#### Text extract:
---
On more than one occasion I've taken the brutally long-haul flight from Toronto to Hong Kong with Air Canada. Given that I'm totally unable to sleep on planes, almost 16 hours crammed into a tiny economy class seat is pretty rough! This got me thinking: what is the longest regularly scheduled, commercial long-haul flight?

Wikipedia has the answer (no surprise) in the form of a table listing the top 30 longest flights by distance. Turns out the longest flight is from Dallas to Sydney, clocking in at almost 17hours and 13,804 km. This is 1.5 hours longer than my Hong Kong-Toronto flight, which comes in at number 24 on the list.

Of course, I couldn't resist scraping these data from Wikipedia and mapping the flights. I'll use this opportunity to practice plotting with ggplot, since I've recently been trying to gain more experience using this package for mapping spatial data.

Note: while in the process of making this map, I found a post on the Vizual Statistix blog with a very similar idea. However, he doesn't discuss how the map is map or provide source code.

If you don't care about R, skip to the bottom for the final map.

Required packages

library(knitr)
library(sp)
library(raster)
library(rgdal)
library(rgeos)
library(geosphere)
library(tidyverse)
library(rvest)
library(stringr)
library(lubridate)
library(ggmap)
library(ggrepel)
library(ggalt)
library(viridis)

Scraping and cleaning

The rvest package makes web scraping a breeze. I just read the html, extract out any tables, pick the first table on the page (this is the only one I'm interested in), and parse it into a dataframe with html_table().
---
#### Written exercise a:
List each line of the entries that contains the word "shoulder".
The excerpt on long-haul flights and the entries have no connection to each other.
---
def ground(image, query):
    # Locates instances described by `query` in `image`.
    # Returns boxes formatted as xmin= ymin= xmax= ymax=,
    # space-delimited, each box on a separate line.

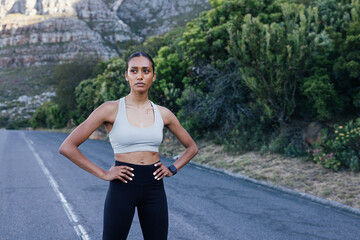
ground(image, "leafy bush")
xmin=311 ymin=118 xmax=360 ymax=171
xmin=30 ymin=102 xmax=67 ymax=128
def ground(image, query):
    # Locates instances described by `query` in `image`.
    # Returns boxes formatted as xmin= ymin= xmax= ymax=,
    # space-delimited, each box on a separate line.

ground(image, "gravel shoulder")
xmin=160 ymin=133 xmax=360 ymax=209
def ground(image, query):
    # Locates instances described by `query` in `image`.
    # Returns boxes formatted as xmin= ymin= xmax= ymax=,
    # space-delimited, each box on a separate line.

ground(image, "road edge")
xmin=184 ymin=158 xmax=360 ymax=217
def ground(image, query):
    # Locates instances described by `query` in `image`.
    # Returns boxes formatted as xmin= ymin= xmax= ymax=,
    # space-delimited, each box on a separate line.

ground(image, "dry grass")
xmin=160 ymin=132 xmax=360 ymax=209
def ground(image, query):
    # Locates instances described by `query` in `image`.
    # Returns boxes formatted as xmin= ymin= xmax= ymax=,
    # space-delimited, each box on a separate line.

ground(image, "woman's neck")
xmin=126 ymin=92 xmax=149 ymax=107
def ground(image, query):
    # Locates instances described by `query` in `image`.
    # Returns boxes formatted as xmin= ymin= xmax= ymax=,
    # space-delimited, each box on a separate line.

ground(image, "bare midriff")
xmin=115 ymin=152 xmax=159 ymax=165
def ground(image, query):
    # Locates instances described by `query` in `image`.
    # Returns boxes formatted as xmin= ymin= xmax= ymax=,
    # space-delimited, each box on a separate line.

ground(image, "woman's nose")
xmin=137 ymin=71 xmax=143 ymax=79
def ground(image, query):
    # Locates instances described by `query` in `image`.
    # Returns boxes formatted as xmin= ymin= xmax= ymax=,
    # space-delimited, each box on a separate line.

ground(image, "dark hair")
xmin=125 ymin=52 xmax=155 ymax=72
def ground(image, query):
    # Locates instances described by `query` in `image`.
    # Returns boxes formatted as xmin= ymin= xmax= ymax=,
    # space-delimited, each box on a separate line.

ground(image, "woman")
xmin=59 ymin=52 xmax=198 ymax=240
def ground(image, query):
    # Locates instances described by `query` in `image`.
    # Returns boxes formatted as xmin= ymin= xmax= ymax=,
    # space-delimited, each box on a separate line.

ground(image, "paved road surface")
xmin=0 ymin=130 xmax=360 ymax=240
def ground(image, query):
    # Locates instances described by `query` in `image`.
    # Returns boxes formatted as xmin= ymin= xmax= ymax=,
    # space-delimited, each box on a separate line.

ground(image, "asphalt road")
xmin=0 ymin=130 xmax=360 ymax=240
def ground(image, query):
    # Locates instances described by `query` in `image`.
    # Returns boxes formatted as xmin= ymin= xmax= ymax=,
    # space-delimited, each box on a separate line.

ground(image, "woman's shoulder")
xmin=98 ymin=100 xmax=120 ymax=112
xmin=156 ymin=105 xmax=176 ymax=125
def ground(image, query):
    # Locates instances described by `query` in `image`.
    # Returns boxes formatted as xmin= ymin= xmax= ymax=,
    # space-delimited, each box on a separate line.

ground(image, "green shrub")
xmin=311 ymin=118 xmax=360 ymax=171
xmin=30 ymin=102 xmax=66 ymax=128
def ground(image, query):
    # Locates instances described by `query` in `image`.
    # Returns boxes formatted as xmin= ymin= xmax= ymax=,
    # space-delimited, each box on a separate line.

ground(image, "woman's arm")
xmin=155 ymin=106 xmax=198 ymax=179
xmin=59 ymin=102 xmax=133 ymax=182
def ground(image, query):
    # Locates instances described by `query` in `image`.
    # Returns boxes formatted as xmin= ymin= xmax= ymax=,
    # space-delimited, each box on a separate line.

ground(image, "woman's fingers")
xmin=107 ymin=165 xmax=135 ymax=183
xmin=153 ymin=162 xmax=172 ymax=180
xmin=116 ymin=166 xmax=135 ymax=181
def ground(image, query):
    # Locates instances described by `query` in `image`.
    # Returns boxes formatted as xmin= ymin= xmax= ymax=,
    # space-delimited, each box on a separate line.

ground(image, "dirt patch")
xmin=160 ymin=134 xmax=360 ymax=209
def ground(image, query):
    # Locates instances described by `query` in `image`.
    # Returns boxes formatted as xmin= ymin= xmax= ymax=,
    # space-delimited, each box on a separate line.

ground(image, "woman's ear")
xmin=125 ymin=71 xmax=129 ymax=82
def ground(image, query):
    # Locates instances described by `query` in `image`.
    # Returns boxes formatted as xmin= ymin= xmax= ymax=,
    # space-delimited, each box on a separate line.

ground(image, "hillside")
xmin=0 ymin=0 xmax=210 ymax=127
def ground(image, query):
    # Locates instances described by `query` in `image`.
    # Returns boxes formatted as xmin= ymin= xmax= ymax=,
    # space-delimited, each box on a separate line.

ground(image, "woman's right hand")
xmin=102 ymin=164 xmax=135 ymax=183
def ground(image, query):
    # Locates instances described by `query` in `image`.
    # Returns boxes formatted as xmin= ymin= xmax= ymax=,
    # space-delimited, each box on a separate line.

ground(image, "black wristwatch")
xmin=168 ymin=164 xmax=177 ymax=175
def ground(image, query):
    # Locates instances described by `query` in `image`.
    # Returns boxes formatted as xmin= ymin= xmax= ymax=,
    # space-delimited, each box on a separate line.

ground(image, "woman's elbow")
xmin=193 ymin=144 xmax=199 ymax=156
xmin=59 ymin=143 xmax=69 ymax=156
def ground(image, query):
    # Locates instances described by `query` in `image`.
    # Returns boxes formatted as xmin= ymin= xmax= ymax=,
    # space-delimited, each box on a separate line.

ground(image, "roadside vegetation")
---
#### Written exercise b:
Translate this sentence from the excerpt on long-haul flights into French: "Of course, I couldn't resist scraping these data from Wikipedia and mapping the flights."

#### Written reply a:
ground(image, "gravel shoulder")
ground(image, "woman's shoulder")

#### Written reply b:
Bien sûr, je n'ai pas pu résister à l'envie d'extraire ces données de Wikipédia et de cartographier les vols.